• [To be done]:
Put the records running from the line with "TARGET: the terracotta roof tile" through the end of the records, both ends included, into a two-column CSV with the columns request and answer. Give one row per request, place each value in a single quoted field, and replace line breaks with spaces.

(Rows from a pointing dataset)
————————

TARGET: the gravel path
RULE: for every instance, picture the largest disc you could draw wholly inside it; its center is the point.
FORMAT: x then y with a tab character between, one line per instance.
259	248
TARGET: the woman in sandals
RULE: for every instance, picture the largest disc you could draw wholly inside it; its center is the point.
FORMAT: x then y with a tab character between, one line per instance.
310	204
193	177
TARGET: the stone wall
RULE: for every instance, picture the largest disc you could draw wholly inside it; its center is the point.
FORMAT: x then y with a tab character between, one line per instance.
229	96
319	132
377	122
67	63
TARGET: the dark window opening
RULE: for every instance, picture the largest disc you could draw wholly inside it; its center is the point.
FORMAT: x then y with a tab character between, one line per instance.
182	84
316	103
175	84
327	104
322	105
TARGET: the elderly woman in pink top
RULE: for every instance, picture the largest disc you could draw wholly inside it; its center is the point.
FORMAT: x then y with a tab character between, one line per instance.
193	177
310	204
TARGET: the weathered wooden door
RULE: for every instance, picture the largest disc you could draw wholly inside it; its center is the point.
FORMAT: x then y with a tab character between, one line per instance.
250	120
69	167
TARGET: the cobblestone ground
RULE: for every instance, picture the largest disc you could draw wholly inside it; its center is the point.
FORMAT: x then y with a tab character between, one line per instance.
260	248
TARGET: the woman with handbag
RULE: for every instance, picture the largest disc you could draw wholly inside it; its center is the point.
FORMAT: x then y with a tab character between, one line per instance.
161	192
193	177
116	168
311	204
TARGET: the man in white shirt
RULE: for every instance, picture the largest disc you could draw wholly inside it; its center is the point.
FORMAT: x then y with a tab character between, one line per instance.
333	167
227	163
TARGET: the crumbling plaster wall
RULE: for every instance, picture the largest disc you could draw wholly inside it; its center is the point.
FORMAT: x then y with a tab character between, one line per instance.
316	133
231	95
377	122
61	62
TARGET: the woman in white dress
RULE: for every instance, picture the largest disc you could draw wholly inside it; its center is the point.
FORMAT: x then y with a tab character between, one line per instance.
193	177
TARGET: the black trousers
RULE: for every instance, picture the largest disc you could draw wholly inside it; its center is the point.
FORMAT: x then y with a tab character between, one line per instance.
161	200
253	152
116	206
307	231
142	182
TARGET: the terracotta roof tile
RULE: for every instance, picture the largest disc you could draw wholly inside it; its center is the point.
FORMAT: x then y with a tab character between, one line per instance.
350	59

————————

• [Problem solution]:
request,answer
"TARGET: the terracotta roof tile RULE: for every instance, picture the largest disc you could draw wholly inside it; its center is the point. FORMAT: x then y with a tab character between, one line per instance.","350	59"